* start Excerpted data *
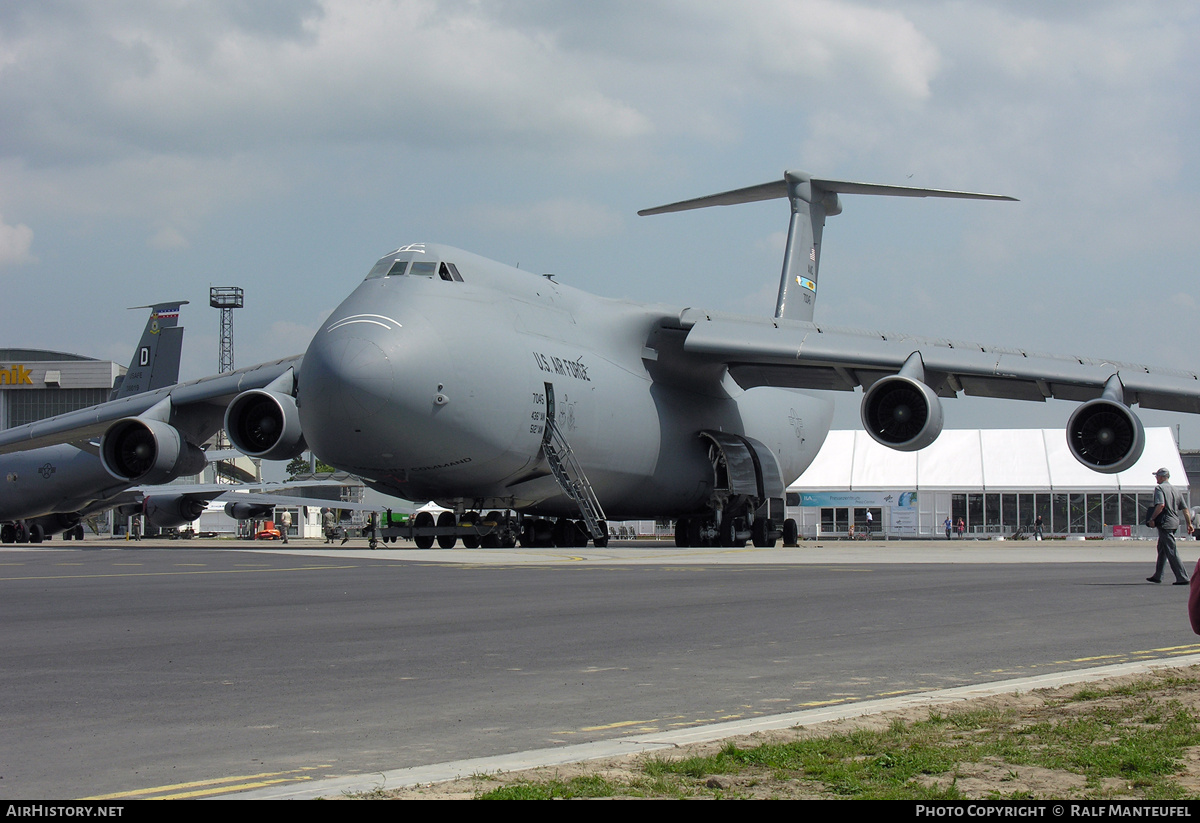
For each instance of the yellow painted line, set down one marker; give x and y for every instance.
(623, 724)
(215, 781)
(171, 574)
(225, 790)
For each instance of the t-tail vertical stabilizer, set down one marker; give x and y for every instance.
(156, 360)
(813, 199)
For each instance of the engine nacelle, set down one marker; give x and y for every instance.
(265, 424)
(249, 511)
(1105, 436)
(901, 413)
(149, 451)
(168, 511)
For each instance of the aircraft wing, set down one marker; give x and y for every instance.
(192, 407)
(805, 355)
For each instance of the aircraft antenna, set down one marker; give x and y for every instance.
(226, 298)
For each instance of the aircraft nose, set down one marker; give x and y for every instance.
(346, 377)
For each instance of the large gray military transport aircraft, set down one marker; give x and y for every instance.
(449, 377)
(49, 490)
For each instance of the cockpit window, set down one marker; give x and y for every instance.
(387, 268)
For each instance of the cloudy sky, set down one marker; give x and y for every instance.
(153, 149)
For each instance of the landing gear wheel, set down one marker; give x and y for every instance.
* end Excerpted data *
Instruction:
Copy the entries word for word, from the line that contains "For each instance of the large" through the last line of the entries, and include both of those lines.

Reply:
For each instance of the large gray military transport aircraft, set down one marker; give x and y for every instance.
(449, 377)
(49, 490)
For each instance of the cockpit window, set down one marker; give x and y for every instance.
(387, 268)
For each instance of the cloudy sky, set down one marker; give x and y for every instance.
(153, 149)
For each instance of the landing gear wheel, set down one marker; give x and y for every instance.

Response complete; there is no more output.